• Selected excerpt:
A Travellerspoint blog

Our day of luxury as VIPs

Laos

On New Year’s day 2012, we took a VIP Luxury bus from Luang Prabang to Vientiane, the capital city of Laos. What is so special about a VIP Luxury bus you are wondering? Well, so are we! The bus we were on was awful, the worst we have seen on our travels in Asia and will no doubt always have a special place in our hearts!

When we arrived at the bus station we should have spotted the tell-tale signs. First of all, the driver was underneath the bus, face up with his feet sticking out. He was under there doing some last minute repairs with a screwdriver. Secondly, the bus looked nothing like the glistening white beast they had shown us in the pictures when they sold us the tickets – it was ancient. Still, in the front window, which had a large crack right across the front, they had had enough confidence to reconfirm with a sign that this was to be a ‘VIP Luxury’ journey. So, with no other option, we boarded the bus and crammed ourselves into our seats, which were filthy and had no leg room, not even for us short people.

The seat in front of Sophia’s seat had something that looked like thick marmite smeared across the back so she would have to look at that and avoid touching it for the next nine hours! We had been promised air conditioning but, of course, there was none, so we were to travel in the 30+ degrees heat for nine hours like this. Still, we didn’t complain and reassured each other that it would be fine.

• Recorded data:
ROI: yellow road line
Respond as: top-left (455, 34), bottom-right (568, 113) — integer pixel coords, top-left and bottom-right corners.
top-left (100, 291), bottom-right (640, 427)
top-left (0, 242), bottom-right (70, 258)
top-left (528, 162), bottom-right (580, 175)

• Requirement 1:
Decide whether each statement agrees with the blog post about the bus trip in Laos. Answer yes or no for each, and quote the exact words from the post that settle it.
(a) The trip from Luang Prabang to Vientiane took place on New Year's Day 2012.
(b) The bus had working air conditioning.
(c) The bus's front window had a large crack across it.
• Requirement 2: Carry on the blog post about the bus trip in Laos, starting right after its last sentence.

• Task response 1:
(a) Yes: "On New Year’s day 2012, we took a VIP Luxury bus from Luang Prabang to Vientiane"
(b) No: "We had been promised air conditioning but, of course, there was none"
(c) Yes: "in the front window, which had a large crack right across the front"

• Task response 2:
Eventually, the bus left an hour late and then 5 minutes later we stopped to refuel. Why didn’t they think to fill up before all the VIPs arrived?! Still, it will be fun and adventurous we thought. After the journey from hell in Thailand, we are prepared for everything, we thought, and popped some travel sickness pills. We were already late, too cramped and overheating when the fumes of petrol from the engine starting spilling into the bus through the broken air conditioning fans. We followed the lead of the locals and tied scarves around our faces to cover our mouth and nose but still started to feel sick and got headaches quite quickly. And so the journey continued with ‘surprise’ after ‘surprise’. Sully felt worse and worse and decided to try sleeping through the nightmare.

The driver was a maniac and was driving through the mountains as fast as his rickety bus could carry us. A couple of times we swerved badly across the lanes and there was a loud gasp across the bus as we felt it wobble from side to side and wondered if we were about to roll. That would explain the cracks in the windows we thought. Still, we were up in the mountains and the drop on the side of the road was so steep that no one would find us if we fell into the forest below. It was truly very scary! As a slight consolation, the views were amazing and Soph managed to get some photos through the filthy windows. We even passed a village where a wedding was taking place and everyone was wearing traditional tribal costumes.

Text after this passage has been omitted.